### Extrait à lire
○ ○ ○

Le constat est partagé par tous les observateurs : notre société se fracture. Entre replis identitaires, radicalisation des opinions et montée des émotions négatives dans le débat public, la bipolarisation semble devenue le mal du siècle. Invité au dernier Forum des attestants, mouvement issu du courant évangélique de l’Église protestante unie de France, le politologue Christel Lamère Ngnambi a proposé une analyse lucide de ce phénomène, et esquissé les pistes d’un dépassement possible, le 11 octobre 2025 à Paris.

« Nous vivons dans un monde de plus en plus polarisé, où les différences d’opinion deviennent des différences de personnes », résume-t-il. Cette fragmentation ne touche pas seulement le champ politique : elle traverse aussi les communautés religieuses. Le forum, organisé parallèlement au rassemblement du protestantisme libéral, a ainsi cherché à comprendre comment les Églises elles-mêmes peuvent être influencées par ces logiques de division.

S’appuyant sur les travaux du politiste Jérôme Fourquet (L’Archipel français), Christelle Lamer Niambi souligne combien les citoyens vivent désormais « dans leurs bulles », éloignés d’un horizon commun. Une situation accentuée par ce qu’il appelle une « urgence émotionnelle » : « Les émotions qui accompagnent le vivre-ensemble sont de plus en plus négatives. Peur, colère, fatigue : ces affects nourrissent la tentation du retrait ou de la confrontation », observe-t-il. À la clé, une démocratie fragilisée et des relations sociales appauvries.

○ ○ ○

### Ensemble d'entrées
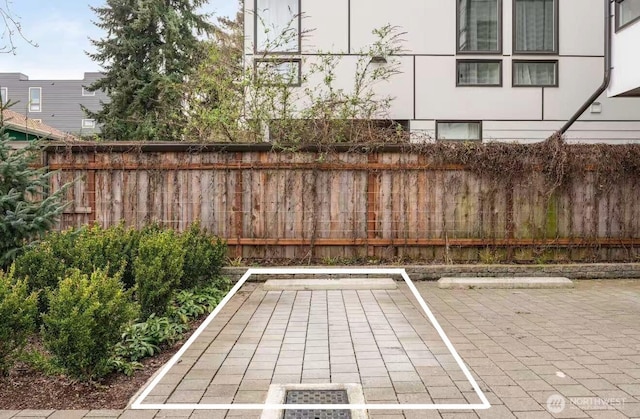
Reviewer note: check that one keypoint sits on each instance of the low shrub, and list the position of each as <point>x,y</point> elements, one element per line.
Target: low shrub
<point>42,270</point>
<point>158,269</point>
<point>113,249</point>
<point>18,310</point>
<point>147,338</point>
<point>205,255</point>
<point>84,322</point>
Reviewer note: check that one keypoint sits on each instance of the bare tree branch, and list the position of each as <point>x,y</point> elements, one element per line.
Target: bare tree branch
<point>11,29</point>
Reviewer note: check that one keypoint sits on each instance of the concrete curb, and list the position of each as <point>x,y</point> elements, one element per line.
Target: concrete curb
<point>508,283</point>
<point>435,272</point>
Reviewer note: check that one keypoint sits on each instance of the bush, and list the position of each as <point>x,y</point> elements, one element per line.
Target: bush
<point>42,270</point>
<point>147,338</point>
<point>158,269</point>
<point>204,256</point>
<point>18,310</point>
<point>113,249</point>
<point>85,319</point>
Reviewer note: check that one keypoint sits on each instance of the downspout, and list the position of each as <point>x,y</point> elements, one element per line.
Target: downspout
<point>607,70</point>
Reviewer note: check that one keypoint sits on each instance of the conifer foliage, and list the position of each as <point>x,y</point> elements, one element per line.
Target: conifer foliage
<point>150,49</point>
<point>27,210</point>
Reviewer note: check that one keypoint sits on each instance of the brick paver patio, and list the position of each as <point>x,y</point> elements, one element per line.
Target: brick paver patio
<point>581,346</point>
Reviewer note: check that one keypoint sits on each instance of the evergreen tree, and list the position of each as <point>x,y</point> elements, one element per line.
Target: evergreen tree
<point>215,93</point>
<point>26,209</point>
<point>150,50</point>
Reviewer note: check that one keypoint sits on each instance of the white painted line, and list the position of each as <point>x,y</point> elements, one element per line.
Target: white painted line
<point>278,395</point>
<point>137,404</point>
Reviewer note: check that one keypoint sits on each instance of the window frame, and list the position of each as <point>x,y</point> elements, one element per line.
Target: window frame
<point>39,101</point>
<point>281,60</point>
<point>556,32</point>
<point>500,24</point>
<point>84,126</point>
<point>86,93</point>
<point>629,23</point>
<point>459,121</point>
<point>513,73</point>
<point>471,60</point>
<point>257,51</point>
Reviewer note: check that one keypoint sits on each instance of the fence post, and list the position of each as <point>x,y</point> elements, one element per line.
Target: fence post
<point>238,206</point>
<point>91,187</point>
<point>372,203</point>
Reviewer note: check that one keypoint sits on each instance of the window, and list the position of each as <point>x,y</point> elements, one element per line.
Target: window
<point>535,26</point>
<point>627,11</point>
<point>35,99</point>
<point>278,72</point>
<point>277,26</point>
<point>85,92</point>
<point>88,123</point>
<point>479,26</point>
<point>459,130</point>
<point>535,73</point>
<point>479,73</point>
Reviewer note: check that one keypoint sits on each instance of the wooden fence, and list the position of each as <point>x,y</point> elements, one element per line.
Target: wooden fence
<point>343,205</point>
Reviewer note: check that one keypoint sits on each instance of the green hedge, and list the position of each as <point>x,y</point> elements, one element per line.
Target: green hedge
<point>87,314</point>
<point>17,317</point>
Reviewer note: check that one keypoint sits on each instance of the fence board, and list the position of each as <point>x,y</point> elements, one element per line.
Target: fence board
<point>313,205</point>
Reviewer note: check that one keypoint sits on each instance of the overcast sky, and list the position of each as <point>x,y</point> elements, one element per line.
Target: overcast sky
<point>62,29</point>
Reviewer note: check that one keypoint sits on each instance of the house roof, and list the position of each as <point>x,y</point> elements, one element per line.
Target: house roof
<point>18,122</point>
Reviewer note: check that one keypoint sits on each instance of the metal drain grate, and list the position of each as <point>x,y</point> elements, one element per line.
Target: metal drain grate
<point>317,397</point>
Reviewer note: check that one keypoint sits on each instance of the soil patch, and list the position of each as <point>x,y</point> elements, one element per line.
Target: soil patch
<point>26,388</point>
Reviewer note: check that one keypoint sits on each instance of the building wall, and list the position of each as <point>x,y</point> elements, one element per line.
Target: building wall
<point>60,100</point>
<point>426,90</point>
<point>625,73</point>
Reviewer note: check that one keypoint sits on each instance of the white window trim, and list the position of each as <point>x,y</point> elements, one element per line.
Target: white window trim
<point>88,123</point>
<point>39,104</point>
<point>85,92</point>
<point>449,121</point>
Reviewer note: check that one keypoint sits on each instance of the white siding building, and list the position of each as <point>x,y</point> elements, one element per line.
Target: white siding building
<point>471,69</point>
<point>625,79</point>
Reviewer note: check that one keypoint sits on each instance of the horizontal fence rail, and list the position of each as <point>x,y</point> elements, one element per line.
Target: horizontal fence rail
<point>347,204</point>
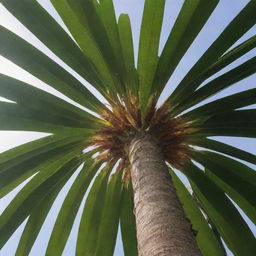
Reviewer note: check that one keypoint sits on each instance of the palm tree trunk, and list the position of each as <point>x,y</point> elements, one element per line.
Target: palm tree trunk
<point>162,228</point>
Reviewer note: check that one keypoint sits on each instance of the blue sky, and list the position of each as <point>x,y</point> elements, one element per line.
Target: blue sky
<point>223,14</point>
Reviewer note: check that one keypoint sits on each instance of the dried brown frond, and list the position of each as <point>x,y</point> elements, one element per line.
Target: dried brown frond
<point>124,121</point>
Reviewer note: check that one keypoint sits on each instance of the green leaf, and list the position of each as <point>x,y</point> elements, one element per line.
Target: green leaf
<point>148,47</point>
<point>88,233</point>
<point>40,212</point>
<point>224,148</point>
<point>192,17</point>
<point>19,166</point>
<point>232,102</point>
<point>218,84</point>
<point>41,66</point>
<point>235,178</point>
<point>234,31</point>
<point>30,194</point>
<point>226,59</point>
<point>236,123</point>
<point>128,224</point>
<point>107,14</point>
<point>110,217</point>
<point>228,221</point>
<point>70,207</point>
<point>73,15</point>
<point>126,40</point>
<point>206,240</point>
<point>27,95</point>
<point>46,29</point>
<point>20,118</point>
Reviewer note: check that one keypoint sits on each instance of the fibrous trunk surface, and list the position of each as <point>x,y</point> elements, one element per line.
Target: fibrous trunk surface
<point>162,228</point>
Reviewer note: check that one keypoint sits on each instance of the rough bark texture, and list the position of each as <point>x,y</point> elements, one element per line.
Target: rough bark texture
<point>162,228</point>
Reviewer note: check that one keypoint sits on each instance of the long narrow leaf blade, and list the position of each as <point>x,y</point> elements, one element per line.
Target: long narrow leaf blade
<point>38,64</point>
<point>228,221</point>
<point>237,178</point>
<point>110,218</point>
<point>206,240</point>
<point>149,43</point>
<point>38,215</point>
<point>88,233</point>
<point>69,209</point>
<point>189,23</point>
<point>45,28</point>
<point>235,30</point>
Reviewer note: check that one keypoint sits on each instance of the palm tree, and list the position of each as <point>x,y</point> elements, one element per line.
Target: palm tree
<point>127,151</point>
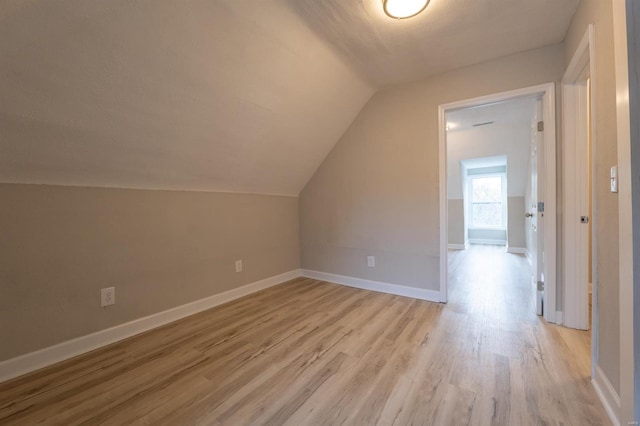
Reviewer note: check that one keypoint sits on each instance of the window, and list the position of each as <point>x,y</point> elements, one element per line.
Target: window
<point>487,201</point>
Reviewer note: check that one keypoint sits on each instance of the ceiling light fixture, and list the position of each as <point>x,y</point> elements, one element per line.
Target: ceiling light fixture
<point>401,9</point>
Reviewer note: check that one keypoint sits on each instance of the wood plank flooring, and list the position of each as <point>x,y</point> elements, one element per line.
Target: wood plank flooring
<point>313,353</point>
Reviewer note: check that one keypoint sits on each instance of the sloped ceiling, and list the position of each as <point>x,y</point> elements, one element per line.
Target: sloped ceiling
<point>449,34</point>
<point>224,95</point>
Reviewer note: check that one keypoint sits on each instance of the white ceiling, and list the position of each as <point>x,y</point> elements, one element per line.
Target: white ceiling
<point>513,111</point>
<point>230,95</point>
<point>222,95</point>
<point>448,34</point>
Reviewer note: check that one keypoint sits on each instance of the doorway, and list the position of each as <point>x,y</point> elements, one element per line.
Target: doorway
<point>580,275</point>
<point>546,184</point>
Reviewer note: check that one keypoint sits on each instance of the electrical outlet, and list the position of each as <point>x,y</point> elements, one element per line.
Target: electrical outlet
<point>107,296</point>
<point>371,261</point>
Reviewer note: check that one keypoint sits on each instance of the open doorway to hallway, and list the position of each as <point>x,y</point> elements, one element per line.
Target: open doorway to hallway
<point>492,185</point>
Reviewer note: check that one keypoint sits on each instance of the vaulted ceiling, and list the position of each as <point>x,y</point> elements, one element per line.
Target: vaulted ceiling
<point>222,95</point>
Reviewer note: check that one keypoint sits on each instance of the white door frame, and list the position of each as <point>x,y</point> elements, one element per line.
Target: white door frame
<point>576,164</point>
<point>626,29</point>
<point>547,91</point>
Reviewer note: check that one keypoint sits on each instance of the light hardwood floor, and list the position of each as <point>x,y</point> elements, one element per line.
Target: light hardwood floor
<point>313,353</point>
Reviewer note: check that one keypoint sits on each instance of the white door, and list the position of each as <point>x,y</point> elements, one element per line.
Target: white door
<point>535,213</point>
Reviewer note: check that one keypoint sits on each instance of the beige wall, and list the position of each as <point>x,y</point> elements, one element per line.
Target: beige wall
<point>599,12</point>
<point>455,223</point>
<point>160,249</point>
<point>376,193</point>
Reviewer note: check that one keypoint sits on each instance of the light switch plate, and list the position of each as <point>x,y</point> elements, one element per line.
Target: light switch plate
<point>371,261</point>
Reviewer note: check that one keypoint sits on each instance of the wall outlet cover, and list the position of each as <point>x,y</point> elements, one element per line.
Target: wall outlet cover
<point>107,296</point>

○ ○ ○

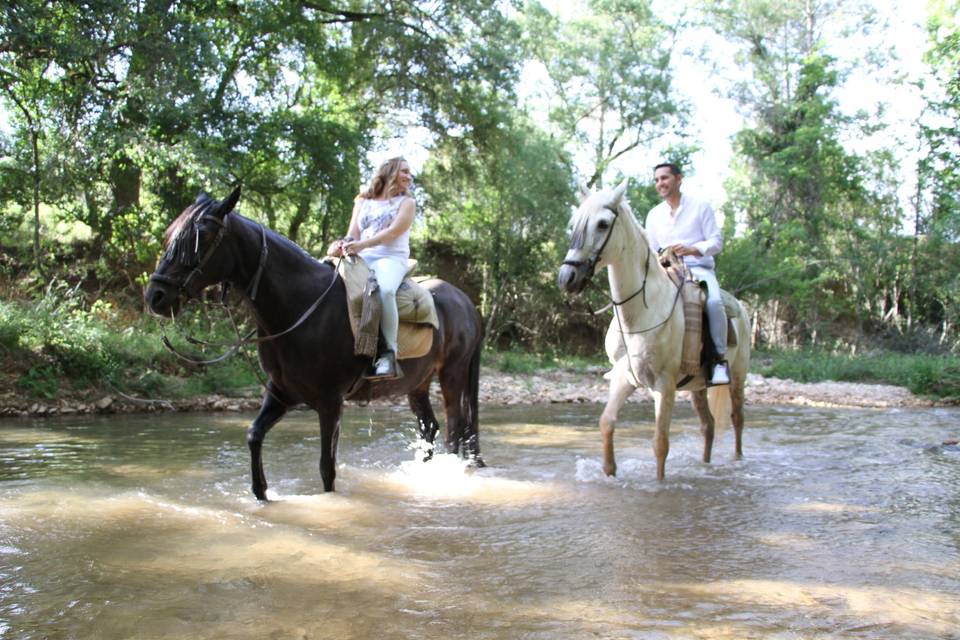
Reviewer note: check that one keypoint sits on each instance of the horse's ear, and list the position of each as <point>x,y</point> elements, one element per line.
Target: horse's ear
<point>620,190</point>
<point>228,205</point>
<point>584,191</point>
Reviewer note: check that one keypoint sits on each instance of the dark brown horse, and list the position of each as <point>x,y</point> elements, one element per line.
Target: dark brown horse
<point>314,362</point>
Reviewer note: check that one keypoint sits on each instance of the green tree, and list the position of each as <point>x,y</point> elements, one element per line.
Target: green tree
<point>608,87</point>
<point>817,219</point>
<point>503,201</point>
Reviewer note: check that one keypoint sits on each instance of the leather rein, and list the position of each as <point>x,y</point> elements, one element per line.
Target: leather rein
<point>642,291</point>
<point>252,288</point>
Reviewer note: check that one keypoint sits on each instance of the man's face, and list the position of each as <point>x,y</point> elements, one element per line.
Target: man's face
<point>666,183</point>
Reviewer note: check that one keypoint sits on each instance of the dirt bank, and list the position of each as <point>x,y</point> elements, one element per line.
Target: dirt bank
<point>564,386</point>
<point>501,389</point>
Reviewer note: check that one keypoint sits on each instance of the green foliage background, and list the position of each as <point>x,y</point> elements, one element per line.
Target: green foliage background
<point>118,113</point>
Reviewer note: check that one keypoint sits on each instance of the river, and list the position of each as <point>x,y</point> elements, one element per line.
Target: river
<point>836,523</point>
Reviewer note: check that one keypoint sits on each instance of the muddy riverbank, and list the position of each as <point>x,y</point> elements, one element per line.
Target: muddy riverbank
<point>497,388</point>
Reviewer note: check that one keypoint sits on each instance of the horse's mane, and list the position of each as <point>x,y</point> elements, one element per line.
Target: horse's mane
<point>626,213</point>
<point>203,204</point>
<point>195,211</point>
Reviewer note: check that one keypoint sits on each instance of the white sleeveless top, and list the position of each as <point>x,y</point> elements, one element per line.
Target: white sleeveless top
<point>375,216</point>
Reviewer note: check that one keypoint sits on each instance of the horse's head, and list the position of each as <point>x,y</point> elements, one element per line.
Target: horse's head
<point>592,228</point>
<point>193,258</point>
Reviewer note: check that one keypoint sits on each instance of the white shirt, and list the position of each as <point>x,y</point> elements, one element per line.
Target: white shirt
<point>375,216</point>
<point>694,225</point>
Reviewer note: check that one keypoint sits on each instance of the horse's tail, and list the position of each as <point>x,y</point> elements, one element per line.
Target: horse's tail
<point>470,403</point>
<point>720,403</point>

○ ○ ○

### Tâches à réaliser
1 – Dans l'extrait sur la polarisation de la société, de quel politiste les travaux servent-ils d'appui à l'analyse ?
2 – Prolongez l'extrait sur la polarisation de la société en reprenant juste après sa dernière phrase.
Les entrées ne jouent ici aucun rôle.

### Réponses attendues
1 – Jérôme Fourquet, auteur de L'Archipel français.

2 –
Pour sortir de cette impasse, le conférencier plaide pour une « pédagogie de la relation », que les Églises peuvent incarner. Les ateliers du forum ont exploré plusieurs récits bibliques de conflit – d’Abraham et Lot aux premières communautés chrétiennes – pour montrer que la Bible n’ignore pas les tensions, mais invite à les traverser avec discernement. Retrouver « l’art de la conversation », dit-il, c’est déjà résister à la logique de la peur.

Dans une société tentée par le repli, l’Église peut redevenir un espace de parole non violente, un lieu où le débat devient fraternité. « Le christianisme, avant d’être une identité, est une relation », rappelle Christel Lamère Ngnambi. À l’heure où les émotions gouvernent trop souvent la politique, cette conviction, à la fois spirituelle et démocratique, sonne comme un appel à la responsabilité commune.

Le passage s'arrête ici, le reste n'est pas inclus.